* Begin *

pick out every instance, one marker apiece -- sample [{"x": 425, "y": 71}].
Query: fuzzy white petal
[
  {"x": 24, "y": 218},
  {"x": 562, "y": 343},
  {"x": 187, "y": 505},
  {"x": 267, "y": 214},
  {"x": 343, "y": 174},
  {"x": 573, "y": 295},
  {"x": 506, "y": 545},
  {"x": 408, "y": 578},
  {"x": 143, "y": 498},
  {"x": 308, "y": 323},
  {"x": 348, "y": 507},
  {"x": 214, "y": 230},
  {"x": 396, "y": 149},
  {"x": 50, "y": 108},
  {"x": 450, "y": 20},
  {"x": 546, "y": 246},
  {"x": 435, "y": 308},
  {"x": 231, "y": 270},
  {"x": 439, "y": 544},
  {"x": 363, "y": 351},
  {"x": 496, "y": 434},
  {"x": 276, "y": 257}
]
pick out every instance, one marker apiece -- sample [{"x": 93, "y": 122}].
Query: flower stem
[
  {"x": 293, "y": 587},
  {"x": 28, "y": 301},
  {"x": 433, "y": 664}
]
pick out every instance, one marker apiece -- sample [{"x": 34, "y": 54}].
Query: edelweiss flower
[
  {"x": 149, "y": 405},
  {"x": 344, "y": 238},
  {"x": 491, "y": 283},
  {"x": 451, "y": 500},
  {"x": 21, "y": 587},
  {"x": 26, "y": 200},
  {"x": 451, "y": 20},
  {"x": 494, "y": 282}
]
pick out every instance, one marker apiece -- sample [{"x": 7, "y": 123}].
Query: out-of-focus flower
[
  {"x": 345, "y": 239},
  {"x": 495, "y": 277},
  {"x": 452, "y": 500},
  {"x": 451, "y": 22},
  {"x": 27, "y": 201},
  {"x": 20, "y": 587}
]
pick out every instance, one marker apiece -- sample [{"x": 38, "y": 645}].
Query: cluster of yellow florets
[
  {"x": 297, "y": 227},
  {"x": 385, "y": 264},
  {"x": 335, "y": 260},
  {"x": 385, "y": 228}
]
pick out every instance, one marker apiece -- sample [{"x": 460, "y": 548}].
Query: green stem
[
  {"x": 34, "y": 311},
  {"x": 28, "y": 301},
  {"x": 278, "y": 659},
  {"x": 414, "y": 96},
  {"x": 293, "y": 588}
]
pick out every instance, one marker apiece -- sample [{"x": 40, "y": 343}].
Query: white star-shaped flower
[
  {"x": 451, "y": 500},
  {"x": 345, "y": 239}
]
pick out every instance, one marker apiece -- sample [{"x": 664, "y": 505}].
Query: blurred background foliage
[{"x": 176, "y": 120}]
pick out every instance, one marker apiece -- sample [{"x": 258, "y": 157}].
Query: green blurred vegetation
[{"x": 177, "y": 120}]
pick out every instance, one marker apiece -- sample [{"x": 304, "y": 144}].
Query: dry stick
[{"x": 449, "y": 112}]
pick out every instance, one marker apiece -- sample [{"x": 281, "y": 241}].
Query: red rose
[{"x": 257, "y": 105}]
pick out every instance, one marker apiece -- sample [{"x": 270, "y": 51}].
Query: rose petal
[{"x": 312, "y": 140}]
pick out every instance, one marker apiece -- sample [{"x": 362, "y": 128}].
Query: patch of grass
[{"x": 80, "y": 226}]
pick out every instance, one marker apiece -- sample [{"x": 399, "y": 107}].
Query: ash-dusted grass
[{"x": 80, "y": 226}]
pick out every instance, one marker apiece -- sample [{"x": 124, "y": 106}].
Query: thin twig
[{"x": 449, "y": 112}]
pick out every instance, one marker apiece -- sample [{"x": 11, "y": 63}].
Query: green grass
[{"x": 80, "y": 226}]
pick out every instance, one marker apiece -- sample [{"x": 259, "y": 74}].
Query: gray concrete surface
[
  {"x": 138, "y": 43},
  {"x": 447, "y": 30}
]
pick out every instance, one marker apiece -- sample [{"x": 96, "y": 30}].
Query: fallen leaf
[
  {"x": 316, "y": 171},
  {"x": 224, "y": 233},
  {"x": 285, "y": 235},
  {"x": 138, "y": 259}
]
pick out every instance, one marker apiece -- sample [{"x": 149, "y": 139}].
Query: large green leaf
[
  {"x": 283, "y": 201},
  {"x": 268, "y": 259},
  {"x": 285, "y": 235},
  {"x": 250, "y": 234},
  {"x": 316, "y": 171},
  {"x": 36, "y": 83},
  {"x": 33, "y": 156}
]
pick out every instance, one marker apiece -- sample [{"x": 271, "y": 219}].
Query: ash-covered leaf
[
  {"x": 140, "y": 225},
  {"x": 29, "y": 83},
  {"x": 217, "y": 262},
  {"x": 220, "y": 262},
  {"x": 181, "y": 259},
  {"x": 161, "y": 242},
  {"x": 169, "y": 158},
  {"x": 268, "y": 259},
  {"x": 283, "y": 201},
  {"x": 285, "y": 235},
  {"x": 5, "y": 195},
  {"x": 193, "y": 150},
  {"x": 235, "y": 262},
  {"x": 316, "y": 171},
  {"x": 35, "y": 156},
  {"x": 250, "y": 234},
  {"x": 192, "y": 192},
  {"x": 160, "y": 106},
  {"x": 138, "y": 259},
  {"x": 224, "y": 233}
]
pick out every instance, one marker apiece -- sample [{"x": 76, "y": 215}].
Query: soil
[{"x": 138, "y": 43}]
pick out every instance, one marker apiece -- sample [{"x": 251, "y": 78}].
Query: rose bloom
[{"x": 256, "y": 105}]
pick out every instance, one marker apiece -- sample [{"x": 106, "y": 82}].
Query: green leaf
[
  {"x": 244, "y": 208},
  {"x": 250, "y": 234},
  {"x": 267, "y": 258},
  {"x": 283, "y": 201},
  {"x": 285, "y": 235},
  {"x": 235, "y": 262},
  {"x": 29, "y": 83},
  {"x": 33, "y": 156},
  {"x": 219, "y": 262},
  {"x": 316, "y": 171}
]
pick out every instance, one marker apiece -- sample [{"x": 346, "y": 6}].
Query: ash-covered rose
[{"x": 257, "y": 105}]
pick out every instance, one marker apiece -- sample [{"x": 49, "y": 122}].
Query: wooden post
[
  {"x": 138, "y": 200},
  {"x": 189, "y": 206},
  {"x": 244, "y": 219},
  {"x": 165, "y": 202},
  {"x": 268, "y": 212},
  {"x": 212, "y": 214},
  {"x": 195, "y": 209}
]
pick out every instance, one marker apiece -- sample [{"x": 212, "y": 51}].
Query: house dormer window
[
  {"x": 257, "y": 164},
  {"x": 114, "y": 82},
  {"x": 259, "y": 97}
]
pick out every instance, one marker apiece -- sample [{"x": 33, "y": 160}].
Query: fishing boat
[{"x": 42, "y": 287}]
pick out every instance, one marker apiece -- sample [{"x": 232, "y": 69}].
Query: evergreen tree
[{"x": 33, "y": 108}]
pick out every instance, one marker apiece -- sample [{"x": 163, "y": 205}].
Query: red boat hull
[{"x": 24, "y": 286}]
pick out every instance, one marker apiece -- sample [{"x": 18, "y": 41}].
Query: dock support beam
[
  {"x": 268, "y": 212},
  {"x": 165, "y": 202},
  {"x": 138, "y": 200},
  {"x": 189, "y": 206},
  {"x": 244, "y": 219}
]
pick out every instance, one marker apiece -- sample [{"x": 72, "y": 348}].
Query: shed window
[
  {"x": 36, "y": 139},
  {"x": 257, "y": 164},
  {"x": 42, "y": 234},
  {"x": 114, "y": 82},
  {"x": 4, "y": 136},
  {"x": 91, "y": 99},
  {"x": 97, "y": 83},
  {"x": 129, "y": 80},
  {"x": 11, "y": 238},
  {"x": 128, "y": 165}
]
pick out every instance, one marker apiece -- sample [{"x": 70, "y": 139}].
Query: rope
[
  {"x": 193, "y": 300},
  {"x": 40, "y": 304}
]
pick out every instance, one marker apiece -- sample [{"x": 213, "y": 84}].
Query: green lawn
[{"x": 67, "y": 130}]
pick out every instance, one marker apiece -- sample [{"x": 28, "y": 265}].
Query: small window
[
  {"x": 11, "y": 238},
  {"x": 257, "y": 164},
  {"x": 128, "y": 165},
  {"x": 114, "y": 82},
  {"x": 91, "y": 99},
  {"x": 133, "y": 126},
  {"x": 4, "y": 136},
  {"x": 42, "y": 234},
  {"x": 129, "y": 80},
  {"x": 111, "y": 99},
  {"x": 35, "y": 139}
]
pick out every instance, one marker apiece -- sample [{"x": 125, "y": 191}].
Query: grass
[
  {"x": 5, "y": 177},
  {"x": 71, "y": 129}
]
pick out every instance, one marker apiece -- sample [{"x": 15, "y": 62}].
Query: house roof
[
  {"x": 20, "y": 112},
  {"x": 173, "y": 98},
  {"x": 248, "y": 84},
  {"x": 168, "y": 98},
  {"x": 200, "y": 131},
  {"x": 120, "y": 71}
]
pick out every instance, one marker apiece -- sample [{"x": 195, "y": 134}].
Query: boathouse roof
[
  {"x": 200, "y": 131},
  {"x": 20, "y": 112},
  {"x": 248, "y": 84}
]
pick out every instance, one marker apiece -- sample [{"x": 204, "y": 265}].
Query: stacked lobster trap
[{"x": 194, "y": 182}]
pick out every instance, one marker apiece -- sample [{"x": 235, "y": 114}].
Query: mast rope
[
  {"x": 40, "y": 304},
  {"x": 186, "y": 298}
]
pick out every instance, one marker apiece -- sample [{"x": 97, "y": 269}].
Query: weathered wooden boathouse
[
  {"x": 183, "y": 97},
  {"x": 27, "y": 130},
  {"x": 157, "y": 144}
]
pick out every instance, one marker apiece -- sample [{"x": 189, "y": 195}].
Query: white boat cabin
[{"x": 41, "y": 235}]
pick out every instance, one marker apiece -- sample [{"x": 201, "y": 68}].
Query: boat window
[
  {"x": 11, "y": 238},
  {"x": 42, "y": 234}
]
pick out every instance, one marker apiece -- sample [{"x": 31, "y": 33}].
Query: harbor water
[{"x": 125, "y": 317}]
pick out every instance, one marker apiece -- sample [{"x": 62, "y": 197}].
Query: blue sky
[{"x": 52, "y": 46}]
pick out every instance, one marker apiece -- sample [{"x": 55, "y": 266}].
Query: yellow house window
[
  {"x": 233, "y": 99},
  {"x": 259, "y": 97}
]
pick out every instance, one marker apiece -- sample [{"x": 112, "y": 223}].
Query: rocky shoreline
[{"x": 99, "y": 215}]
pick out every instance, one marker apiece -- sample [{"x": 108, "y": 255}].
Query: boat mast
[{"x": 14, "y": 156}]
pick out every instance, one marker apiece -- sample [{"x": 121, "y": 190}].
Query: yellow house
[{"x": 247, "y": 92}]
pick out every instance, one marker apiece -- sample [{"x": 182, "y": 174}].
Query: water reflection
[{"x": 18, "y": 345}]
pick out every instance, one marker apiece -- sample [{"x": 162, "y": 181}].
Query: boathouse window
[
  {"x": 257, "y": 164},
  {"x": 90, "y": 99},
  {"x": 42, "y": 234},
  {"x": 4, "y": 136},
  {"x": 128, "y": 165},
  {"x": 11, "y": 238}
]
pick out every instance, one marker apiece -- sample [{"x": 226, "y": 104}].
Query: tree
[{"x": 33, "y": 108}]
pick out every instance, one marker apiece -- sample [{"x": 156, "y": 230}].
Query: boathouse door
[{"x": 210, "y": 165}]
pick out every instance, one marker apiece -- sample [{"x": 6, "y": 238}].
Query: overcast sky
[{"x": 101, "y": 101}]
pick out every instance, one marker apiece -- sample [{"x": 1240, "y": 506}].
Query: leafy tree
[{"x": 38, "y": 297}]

* End *

> [Requirements] Which lines of the records contain the word "yellow"? Pick out each one and copy it in full.

> [Exercise answer]
Query: cluster of yellow florets
Query: yellow house window
Query: yellow house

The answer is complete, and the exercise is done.